-- begin Stored rows --

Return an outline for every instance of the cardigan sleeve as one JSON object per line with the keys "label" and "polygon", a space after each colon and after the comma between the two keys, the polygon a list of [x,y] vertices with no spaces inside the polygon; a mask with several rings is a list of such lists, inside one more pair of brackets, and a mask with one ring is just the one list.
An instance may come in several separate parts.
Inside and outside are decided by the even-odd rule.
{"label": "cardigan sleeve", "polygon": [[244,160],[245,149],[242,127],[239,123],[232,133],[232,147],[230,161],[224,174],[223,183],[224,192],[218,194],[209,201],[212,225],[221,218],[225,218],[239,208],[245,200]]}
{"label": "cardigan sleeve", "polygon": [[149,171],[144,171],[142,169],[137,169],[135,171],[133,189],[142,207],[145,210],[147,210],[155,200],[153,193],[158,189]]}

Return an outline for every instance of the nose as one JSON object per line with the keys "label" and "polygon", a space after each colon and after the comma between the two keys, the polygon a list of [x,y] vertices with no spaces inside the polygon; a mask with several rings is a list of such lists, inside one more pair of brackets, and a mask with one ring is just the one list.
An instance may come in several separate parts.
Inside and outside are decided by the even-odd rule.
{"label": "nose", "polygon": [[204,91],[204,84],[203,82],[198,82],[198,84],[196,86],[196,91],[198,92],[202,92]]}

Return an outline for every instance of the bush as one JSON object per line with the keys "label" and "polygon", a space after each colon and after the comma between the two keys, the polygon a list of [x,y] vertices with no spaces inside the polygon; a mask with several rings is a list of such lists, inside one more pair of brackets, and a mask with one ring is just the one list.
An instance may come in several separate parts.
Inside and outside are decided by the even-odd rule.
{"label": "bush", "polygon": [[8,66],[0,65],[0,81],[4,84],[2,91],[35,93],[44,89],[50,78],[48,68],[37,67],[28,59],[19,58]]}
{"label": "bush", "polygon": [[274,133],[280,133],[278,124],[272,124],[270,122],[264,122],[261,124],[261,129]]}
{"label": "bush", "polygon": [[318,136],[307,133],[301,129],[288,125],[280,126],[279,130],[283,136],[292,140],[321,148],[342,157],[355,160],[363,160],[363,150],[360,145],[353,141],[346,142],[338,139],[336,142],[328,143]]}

-- end Stored rows --

Short exercise: Copy out each line of the entries above that contains the string "with". Case counts, so match upper and lower case.

Response to this task:
Return an outline for every instance of the cardigan sleeve as one JSON object per line with the keys "label" and "polygon", a space after each colon and after the comma between the two keys, the polygon a list of [x,y] vertices with no spaces inside the polygon; a mask with several rings is a list of such lists, inside one more pair of brackets, and a mask with one ring is just the one list.
Return an outline for every instance of the nose as one JSON object per line with the keys "label" and "polygon", a space after each colon and after the comma between the two keys, the polygon a list of [x,y] vertices with no spaces inside the polygon; a mask with several rings is a list of such lists, inside one more pair of brackets, and a mask with one ring is just the one list.
Return an outline for every instance of the bush as one JSON object per line with the keys "label" and "polygon", a space after each colon and after the comma between the two keys, the polygon a list of [x,y] vertices with no spaces inside the polygon; a mask with several rings is a list of such lists, inside one more pair of brackets, and a mask with one ring is just the one list.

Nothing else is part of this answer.